◆ **PROVIDED DATA**
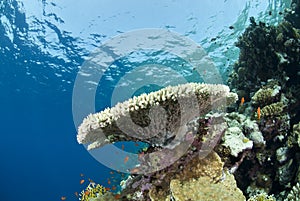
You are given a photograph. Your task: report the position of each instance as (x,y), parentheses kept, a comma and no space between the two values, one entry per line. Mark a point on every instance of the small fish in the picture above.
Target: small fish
(258,113)
(242,101)
(126,159)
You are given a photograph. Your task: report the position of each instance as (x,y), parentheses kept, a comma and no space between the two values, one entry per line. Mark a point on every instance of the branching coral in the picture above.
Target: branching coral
(294,194)
(92,191)
(201,180)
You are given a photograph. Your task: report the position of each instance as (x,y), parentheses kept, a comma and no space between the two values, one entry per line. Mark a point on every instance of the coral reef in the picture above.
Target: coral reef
(262,197)
(203,189)
(294,194)
(132,116)
(202,179)
(268,74)
(256,151)
(92,191)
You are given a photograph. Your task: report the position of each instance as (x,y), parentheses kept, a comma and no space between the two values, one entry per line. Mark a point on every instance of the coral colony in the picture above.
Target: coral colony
(251,151)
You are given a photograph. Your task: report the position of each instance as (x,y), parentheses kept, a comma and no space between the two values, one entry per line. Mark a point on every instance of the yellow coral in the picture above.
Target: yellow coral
(92,191)
(204,190)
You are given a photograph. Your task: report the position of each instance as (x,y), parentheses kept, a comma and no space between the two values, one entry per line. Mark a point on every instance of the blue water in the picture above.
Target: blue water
(42,46)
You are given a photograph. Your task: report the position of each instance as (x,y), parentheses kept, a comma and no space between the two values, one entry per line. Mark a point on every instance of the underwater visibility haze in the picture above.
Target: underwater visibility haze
(61,61)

◆ **WHAT THE TASK REQUIRES**
Could you rewrite all the records with every "photograph" changed to "image", keeping everything else as it is and omitting the pictures?

◆ **TASK RESPONSE**
You are given a image. Your task: report the position of each instance as (x,y), parentheses kept, a comma and no space between the two values, one entry per line. Mark a point on every instance of the small fish in the picture above.
Target: small fish
(258,113)
(242,101)
(126,159)
You are given a image. Your task: report the position of each instance as (x,y), parentheses kept, a comma and no space between the two values, one entry per line. Mark a point on every instance of the branching coral in the picture above.
Target: branching coral
(294,194)
(92,191)
(201,180)
You are given a image. Your task: report the position of each instance as (x,y), parentheses kept, a comma and no space between the two values, one entry per line. Mark a point on every instance of the coral reef in the picture above.
Target: coral reef
(262,197)
(203,189)
(294,194)
(132,116)
(202,179)
(268,74)
(256,151)
(92,191)
You are given a image. Your task: report the position of each instance as (x,y), parentheses kept, a comma and no space between the two values, one entry per line. Mark a point on every instance of the coral colony in the picture above.
Target: coral colony
(251,151)
You are given a image. Your task: report the position of each instance as (x,y), parentheses kept, a comma and no space between the two values, one entry per line. Mark a point on every instance of the yellow coral in the picture above.
Target: yellow coral
(92,191)
(204,190)
You are given a image. Your task: report the position of each instance as (x,y), parentheses kept, a comma and no space between the two values, one entry per line. Mark a point on every instance of the blue water in the picture above.
Target: blue water
(42,46)
You are given a image. Your task: report the position of each instance as (x,y), parentheses kept, a comma and no space between the two values, one entry per line. Mark a point on every instance of the underwater visibility haze in the picture above.
Target: underwater visibility haze
(61,61)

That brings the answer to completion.